» **MATERIALS PROVIDED**:
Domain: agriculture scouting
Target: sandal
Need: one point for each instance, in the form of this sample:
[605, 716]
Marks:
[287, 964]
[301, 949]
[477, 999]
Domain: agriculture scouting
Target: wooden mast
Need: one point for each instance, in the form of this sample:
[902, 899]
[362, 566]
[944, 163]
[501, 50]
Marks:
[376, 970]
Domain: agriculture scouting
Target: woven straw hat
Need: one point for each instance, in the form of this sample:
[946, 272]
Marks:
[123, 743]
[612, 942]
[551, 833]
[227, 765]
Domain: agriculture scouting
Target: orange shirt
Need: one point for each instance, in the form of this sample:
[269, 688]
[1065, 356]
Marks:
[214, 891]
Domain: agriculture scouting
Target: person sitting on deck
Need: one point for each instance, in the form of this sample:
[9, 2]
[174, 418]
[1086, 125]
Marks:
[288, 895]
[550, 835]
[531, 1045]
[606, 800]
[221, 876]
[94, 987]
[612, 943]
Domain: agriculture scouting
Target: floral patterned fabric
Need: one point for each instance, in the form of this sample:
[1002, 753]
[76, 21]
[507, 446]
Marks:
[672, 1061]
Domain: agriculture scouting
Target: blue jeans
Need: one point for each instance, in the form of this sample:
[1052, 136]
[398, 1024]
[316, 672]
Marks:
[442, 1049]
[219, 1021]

...

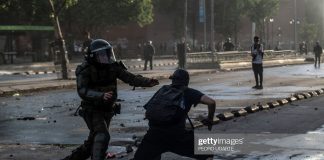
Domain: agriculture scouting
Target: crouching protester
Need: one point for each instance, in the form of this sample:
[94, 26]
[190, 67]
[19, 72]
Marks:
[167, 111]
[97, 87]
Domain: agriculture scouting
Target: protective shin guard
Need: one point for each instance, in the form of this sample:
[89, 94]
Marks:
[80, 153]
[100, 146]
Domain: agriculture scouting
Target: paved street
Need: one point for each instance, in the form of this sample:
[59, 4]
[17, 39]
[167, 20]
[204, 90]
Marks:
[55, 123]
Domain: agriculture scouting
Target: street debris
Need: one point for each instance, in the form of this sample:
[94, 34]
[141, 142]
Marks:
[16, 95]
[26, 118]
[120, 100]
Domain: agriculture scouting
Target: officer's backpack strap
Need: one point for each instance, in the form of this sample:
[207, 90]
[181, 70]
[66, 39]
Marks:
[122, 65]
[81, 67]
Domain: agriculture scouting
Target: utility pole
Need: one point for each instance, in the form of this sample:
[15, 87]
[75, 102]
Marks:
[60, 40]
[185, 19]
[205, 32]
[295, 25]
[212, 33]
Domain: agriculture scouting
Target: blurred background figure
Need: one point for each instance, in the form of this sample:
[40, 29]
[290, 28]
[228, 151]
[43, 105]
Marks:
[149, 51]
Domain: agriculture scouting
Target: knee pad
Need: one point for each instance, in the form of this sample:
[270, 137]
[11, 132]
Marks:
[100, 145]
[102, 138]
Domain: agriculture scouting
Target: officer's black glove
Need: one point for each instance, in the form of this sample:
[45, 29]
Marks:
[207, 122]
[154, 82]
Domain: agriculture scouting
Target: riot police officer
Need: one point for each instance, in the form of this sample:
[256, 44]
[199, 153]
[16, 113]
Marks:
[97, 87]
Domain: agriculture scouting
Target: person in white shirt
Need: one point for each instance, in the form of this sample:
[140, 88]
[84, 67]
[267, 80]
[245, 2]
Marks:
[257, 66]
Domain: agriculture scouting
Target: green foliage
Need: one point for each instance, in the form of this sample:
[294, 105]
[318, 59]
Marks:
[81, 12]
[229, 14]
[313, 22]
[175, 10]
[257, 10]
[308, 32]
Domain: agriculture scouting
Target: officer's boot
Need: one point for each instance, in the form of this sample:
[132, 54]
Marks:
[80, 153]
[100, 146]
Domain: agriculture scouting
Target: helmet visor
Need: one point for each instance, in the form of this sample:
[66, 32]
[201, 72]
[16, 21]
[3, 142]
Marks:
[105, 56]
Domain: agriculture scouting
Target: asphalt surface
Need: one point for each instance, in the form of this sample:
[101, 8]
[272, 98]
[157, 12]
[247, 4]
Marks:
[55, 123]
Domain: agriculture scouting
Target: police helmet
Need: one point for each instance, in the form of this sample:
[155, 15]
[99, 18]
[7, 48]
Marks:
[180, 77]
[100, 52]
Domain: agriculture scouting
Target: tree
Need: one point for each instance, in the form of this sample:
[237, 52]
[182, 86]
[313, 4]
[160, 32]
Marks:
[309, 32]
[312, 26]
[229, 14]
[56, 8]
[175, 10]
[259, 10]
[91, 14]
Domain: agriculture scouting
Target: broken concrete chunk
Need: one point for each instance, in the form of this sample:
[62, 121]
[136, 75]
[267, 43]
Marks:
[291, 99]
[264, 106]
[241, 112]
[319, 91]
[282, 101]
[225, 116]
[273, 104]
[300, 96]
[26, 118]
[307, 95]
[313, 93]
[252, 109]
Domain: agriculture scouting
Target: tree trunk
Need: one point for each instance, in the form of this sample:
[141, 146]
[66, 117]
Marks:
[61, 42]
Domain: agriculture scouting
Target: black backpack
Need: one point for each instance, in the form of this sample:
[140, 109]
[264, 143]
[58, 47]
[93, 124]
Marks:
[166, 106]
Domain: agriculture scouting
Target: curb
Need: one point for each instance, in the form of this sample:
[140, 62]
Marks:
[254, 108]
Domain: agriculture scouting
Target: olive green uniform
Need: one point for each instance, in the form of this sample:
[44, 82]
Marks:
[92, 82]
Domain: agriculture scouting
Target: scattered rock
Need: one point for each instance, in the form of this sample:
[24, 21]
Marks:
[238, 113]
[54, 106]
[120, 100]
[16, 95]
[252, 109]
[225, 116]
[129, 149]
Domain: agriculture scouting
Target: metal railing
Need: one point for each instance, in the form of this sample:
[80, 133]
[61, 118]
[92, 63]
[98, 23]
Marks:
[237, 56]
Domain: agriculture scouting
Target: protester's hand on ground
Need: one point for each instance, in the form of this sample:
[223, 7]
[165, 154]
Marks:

» **ACTIVITY**: From the data, list each line in which the string "officer" appears.

» **TASK RESPONSE**:
Target: officer's backpack strap
Target: officer's black glove
Target: riot police officer
Target: officer's boot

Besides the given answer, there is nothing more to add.